Entries from a pointing dataset
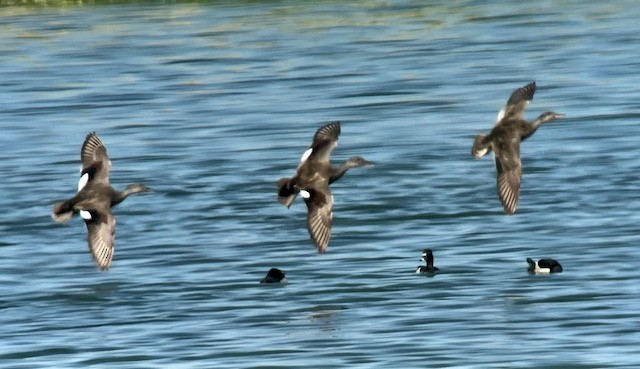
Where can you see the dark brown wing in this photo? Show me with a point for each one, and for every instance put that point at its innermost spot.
(319, 217)
(324, 141)
(101, 229)
(507, 156)
(95, 161)
(518, 102)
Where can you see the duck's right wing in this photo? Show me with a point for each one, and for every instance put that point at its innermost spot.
(509, 168)
(319, 216)
(101, 229)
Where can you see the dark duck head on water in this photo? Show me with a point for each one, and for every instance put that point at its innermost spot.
(312, 179)
(274, 275)
(94, 200)
(427, 257)
(504, 139)
(543, 266)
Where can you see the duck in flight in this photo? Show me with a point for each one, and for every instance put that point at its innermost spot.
(312, 179)
(94, 200)
(504, 139)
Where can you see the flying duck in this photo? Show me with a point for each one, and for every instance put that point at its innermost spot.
(274, 275)
(427, 257)
(543, 266)
(313, 177)
(94, 200)
(504, 139)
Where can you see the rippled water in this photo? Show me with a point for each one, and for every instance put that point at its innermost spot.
(210, 104)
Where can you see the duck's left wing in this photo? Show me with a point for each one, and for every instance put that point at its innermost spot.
(95, 161)
(517, 103)
(324, 141)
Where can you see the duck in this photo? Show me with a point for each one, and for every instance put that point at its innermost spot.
(274, 275)
(543, 266)
(427, 257)
(504, 140)
(312, 179)
(94, 201)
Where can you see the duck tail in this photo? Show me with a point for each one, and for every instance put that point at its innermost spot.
(287, 191)
(62, 211)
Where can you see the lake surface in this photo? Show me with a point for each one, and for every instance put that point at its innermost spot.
(210, 104)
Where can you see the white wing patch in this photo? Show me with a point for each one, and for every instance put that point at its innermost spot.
(306, 155)
(501, 114)
(539, 270)
(83, 181)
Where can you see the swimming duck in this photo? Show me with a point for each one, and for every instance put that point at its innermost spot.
(94, 200)
(427, 257)
(274, 275)
(543, 266)
(313, 177)
(504, 139)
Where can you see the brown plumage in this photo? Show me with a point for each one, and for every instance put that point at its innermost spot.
(313, 177)
(94, 201)
(504, 139)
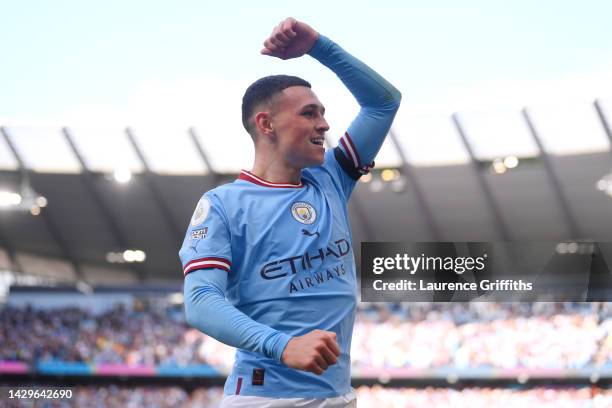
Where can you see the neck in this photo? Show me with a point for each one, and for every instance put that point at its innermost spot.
(276, 171)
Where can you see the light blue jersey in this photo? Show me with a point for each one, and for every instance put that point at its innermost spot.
(264, 262)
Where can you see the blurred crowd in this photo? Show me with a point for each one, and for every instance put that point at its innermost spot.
(428, 335)
(379, 397)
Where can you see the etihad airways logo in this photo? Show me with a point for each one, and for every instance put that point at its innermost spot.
(284, 267)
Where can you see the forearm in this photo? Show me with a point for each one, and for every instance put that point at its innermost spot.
(379, 100)
(207, 310)
(369, 88)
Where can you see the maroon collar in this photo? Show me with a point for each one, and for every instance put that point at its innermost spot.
(248, 176)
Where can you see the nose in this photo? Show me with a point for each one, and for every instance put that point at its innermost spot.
(322, 125)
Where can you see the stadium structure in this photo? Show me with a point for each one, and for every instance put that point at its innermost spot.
(91, 284)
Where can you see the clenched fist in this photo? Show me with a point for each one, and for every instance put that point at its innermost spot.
(290, 39)
(314, 352)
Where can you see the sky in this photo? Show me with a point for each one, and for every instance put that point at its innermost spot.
(161, 67)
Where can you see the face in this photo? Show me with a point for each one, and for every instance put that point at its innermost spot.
(299, 125)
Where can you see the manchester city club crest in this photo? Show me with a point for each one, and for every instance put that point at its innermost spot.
(303, 212)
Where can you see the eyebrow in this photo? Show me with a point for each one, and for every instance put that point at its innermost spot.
(315, 106)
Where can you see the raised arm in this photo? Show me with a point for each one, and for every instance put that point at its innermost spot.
(379, 100)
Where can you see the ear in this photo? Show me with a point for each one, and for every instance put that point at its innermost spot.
(263, 123)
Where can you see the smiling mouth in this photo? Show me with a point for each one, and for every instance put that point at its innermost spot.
(317, 141)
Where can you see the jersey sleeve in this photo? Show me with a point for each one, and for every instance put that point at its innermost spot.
(207, 243)
(378, 101)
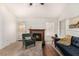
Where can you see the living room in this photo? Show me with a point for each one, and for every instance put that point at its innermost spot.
(46, 18)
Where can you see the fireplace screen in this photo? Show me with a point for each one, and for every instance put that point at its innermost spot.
(37, 36)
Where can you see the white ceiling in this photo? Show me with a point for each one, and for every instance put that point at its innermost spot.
(46, 10)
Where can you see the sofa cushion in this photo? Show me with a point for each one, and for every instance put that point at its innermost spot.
(68, 50)
(65, 40)
(75, 41)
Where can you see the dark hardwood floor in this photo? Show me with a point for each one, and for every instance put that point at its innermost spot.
(48, 50)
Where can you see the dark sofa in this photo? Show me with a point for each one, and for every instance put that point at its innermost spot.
(72, 50)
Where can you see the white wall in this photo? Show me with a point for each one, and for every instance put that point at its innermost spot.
(40, 23)
(67, 31)
(7, 27)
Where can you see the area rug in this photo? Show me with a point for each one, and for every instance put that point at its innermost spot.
(32, 50)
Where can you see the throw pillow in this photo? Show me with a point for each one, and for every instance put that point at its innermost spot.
(27, 38)
(65, 40)
(76, 42)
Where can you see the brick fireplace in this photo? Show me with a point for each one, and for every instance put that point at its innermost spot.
(39, 34)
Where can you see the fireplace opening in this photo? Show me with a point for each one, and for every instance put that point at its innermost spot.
(37, 36)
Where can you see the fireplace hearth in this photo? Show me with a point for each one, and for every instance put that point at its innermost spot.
(39, 34)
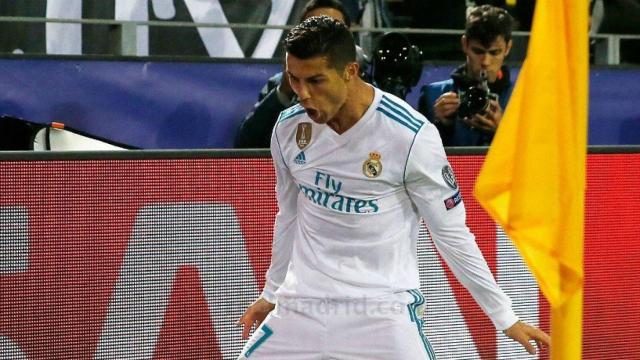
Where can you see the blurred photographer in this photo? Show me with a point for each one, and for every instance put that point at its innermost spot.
(397, 64)
(467, 108)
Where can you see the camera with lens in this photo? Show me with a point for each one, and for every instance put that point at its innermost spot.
(476, 98)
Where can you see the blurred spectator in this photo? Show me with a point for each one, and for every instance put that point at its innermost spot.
(396, 65)
(467, 108)
(277, 95)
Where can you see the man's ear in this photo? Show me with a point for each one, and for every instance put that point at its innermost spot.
(509, 44)
(351, 70)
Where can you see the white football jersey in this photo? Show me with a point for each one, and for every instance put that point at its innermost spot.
(350, 206)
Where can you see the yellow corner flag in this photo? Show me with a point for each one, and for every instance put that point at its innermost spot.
(533, 179)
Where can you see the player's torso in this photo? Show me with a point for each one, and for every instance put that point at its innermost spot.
(353, 176)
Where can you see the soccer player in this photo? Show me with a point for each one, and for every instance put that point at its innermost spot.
(356, 170)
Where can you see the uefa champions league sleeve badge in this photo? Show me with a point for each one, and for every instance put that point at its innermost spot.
(372, 167)
(303, 135)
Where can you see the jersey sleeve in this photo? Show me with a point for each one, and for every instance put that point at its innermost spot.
(285, 222)
(434, 191)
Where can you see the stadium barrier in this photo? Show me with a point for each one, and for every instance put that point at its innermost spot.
(155, 254)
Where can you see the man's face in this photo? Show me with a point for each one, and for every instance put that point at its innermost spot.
(489, 59)
(321, 89)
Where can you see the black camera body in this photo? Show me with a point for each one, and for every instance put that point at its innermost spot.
(476, 98)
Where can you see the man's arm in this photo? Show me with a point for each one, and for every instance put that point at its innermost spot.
(439, 105)
(439, 203)
(283, 234)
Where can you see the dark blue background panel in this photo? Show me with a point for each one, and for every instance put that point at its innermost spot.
(178, 105)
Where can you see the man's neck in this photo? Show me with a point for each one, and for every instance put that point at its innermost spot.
(360, 98)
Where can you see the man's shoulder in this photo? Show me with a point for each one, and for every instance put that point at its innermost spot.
(400, 117)
(443, 85)
(290, 117)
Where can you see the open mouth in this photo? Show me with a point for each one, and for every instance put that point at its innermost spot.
(312, 113)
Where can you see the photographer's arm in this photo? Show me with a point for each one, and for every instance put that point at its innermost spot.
(487, 121)
(445, 106)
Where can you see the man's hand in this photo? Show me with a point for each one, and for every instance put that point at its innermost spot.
(487, 121)
(445, 106)
(524, 333)
(255, 313)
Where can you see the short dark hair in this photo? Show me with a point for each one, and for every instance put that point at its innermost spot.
(322, 36)
(332, 4)
(485, 23)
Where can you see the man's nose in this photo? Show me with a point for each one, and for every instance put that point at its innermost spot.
(303, 92)
(485, 60)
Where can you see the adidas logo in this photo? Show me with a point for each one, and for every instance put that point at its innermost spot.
(300, 159)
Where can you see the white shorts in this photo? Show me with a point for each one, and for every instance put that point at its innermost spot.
(384, 328)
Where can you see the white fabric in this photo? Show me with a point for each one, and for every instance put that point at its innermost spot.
(341, 234)
(388, 327)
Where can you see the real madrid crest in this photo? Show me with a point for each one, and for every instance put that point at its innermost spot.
(303, 135)
(372, 167)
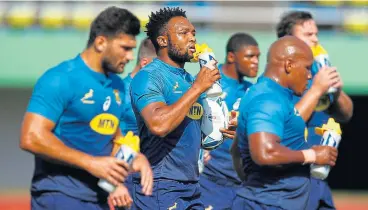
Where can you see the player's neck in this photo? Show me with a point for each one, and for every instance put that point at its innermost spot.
(92, 60)
(230, 71)
(274, 74)
(135, 71)
(165, 58)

__SET TASK__:
Print the entries again word for word, starting at the line that contains "Where can you see the man's hand" and stopping after the last of the entries. Leave the pictures out.

__ANSWER TO THE EXERCISE__:
Where can you see the man's hand in this photo? Show me with a point for each one, and for every instance put that point at its innermost spot.
(487, 121)
(445, 106)
(524, 333)
(255, 313)
Where can you see the short dark hair in this photo? Show me with a point for each one, and for every instance put that point at its innermost spot.
(322, 36)
(332, 4)
(485, 23)
Where can you see the man's nose in this photo? Show me with a point for each one, and for every instance put that point at its innermost spot.
(303, 92)
(485, 60)
Where can you see the adidas logo in this photo? Show me with a point for each one, and for every instance put that point at its innermost spot.
(300, 159)
Where can you see the white shorts in this photo? Show me with a point for each one, and for every instance put that point at its innermost spot.
(384, 328)
Where can you see the white fabric in this photo? Show me with a point for each one, and for every instance put that point at its innermost spot.
(341, 234)
(388, 327)
Where can you see the real madrid crest in this photo? Show me with a point for each one, and for every instance put that point at its innermost spot.
(303, 135)
(372, 167)
Where can you see the player's neck in this photo? Show me with a point for each one, and for every instance put that point at its innermost spot.
(92, 60)
(230, 71)
(274, 74)
(135, 71)
(165, 58)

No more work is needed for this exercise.